━━ 読む文章 ━━

13. 中川隆[-13838] koaQ7Jey 2018年8月04日 08:04:35 : b5JdkWvGxs : DbsSfawrpEw[-17584]
日本語で会話する AI搭載ラブドールを作るのは難しい
2018年8月4日
シンギュラリティを邪魔する「日本語の壁」とは?
青山学院大学シンギュラリティ研究所 講演会(5)斎藤由多加氏
ゴン川野 (フリーランスライター)
http://wedge.ismedia.jp/articles/-/13295
青山学院大学シンギュラリティ研究所の設立を記念した講演会の内容を、6回にわたり掲載していく本連載。第5回は、「AI 開発で明らかになった”日本語の正体”」と題して、シーマン人工知能研究所所長の斎藤由多加氏が、6月24日に講演した内容を紹介する。
齋藤由多加氏:1962年東京都生まれ。シーマン人工知能研究所所長。大学卒業後リクルートに入社。その後独立し、1994年「オープンブック株式会社」を創業。高層ビルシミュレーション『タワー』の国内外のヒット(海外名はSimTower)で全米パブリッシャーズ協会賞ほか受賞。1995年、日経BP社ベンチャー・オブ・ザ・イヤー最優秀若手経営者部門賞。1999年、『シーマン 禁断のペット』を発売。文化庁メディア芸術祭優秀賞、米国GDC年間キャラクター賞など受賞多数。(写真・NAONORI KOHIRA)

━━━
━━ 保存データ ━━

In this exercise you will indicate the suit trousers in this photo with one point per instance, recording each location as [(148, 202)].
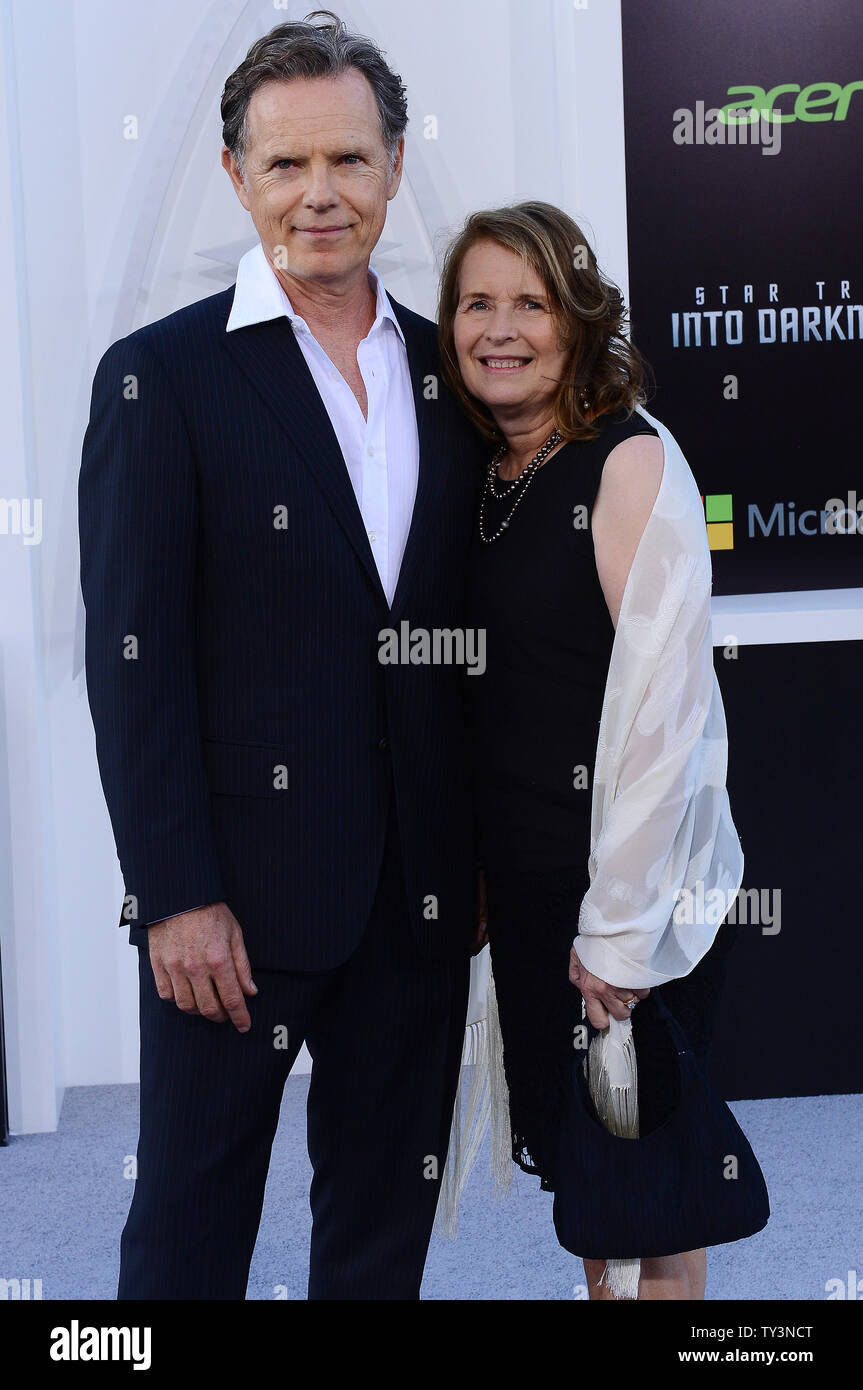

━━━

» あなたの課題
上に載せた、斎藤由多加氏の講演を紹介する記事の続きを書いてください。書き出しは記事の最後の文の直後からとする。

» この問題の解答
シンギュラリティの「ラスト1マイル」と言われているのが、日本語の部分です。シンギュラリティに欠かせないのは、AIによるディープラーニングですが、ディープラーニングの結果をどう日本語化するか、そして口語の日本語をどうAIに取り込むか。また、AIが人間の言っていることをほんとうに理解しているか、「会話の自然性」について情熱を込めて研究しているところです。
音声認識ゲーム開発で分かった「日本語の曖昧さ」
私の職業はゲームクリエーターです。人面魚の「シーマン 〜禁断のペット〜」(1999年7月発売)というゲームを作っていましたが、リリースが19年前なので、開発していたのはもう20年以上前になります。このゲームソフトは音声認識を使ってプレイするタイプだったので、私は日本語の会話について研究せざるを得ませんでした。この当時の技術では、「人工知能」ではなく、「人工無能」の発展系にしかなりませんでした。人工無能とは人間と会話することを目的としたプログラムです。音声認識のゲームは現在でもあまりなく、このゲームはSEGAで発売され、出荷率No.1などの記録を作っていくことになります。
「二人称」の問題に突き当たる
シーマンは会話するときにユーザーの事を「おまえ」と呼びます。シーマンが生意気だと言われる一つの理由が、この「お前」という呼び名です。ではなぜ、相手のことをおまえと呼ばせることになったのか、それが本日の議題につながります。日本語には二人称を的確に目上の人に伝える言葉がありません。それが日本語の特徴であり、困ったところでもあります。千鳥(お笑いコンビ)が登場するスマートニュースのCMで「貴様は?」と問いかけていますが、文字にすると貴様、相手を敬っていますね。でも声に出して言うとけなしているように聞こえます。
例えば私が先輩の小平プロデューサーを呼ぶときには、「小平さん」と名前を呼ばなければなりません。しかし、これは当時のプログラムでは不可能で、シーマンにユーザーの名前を呼ばせることができなかったので「おまえ」と呼ばせたわけです。現在、親しい間柄で相手の事を呼ぶときは「おまえ」、すこし距離感がある場合には「きみ」ぐらいしか選択肢がありません。「あなた」と言われると、少し突き放された感じがあります。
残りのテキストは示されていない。